**Source material**
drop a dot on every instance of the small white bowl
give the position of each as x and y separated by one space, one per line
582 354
...
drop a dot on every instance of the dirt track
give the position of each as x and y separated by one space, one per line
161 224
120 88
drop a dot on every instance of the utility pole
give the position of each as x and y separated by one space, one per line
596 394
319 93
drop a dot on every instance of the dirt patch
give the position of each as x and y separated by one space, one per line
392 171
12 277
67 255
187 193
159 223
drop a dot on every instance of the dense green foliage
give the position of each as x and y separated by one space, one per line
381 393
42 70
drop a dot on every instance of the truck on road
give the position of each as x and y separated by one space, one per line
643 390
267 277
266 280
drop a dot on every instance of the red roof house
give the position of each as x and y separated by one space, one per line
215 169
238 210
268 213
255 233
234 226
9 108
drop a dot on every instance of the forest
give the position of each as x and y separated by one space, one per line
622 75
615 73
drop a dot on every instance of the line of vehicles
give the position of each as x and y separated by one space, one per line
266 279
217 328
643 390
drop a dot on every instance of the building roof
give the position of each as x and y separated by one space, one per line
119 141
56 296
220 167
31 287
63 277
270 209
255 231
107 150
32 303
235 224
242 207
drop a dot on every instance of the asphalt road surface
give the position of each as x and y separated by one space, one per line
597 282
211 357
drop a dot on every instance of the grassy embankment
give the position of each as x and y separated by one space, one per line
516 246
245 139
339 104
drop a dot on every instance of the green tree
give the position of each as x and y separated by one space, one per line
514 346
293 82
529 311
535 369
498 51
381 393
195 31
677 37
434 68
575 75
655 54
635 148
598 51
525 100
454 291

**What is required**
Copy out every line of the listing where the word "road" occurs.

**Exercise output**
drop a dot on every instance of the truck on road
drop a dot on every instance of the asphalt road surface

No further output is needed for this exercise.